Task directions: Give the number of lines in the data that contain "below", and nothing more.

Data in this exercise:
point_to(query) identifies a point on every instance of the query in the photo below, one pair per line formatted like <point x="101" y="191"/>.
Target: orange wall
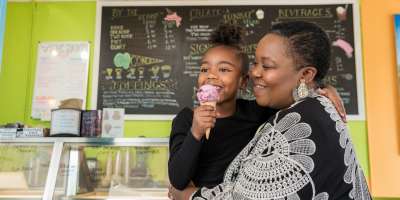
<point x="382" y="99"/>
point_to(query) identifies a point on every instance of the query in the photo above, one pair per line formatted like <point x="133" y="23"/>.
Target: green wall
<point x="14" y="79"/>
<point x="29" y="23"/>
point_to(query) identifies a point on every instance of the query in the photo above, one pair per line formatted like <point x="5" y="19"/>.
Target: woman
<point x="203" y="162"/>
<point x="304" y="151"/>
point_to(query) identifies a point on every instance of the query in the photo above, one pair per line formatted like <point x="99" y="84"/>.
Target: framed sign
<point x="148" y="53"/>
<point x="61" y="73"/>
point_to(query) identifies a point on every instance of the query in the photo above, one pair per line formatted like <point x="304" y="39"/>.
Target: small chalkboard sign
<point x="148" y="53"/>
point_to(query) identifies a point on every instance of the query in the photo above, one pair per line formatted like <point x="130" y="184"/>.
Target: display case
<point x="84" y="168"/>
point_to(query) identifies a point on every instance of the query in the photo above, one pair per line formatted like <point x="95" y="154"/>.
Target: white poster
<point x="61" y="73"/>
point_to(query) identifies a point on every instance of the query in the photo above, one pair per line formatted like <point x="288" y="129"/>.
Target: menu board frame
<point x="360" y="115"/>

---

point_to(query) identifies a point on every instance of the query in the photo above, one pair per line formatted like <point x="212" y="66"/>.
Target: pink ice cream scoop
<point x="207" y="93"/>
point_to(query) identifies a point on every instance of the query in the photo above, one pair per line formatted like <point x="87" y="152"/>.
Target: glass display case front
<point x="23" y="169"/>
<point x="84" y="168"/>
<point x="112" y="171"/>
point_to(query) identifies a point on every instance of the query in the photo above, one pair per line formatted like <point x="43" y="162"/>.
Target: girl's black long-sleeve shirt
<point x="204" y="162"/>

--

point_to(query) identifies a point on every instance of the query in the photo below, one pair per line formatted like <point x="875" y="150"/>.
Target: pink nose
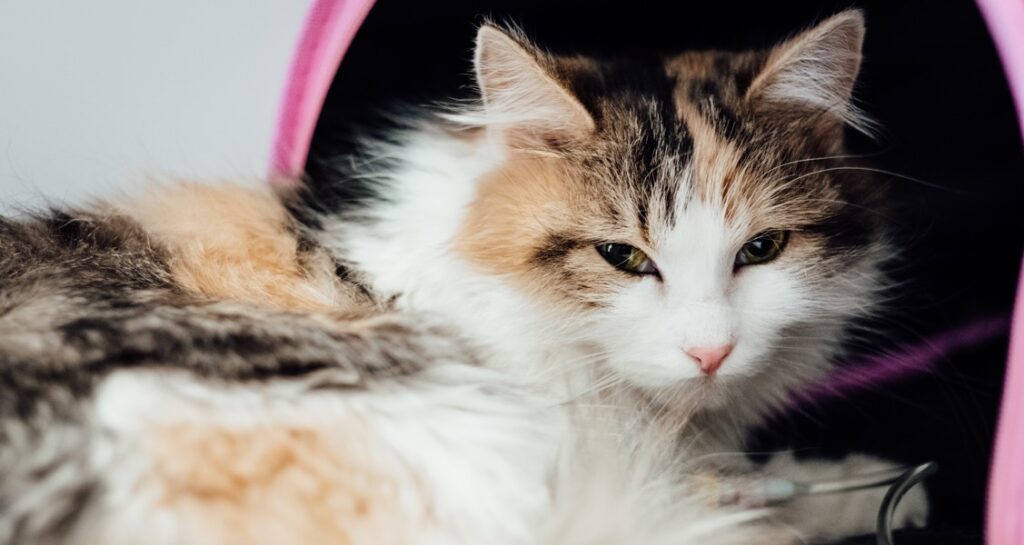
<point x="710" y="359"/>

Answer box: 2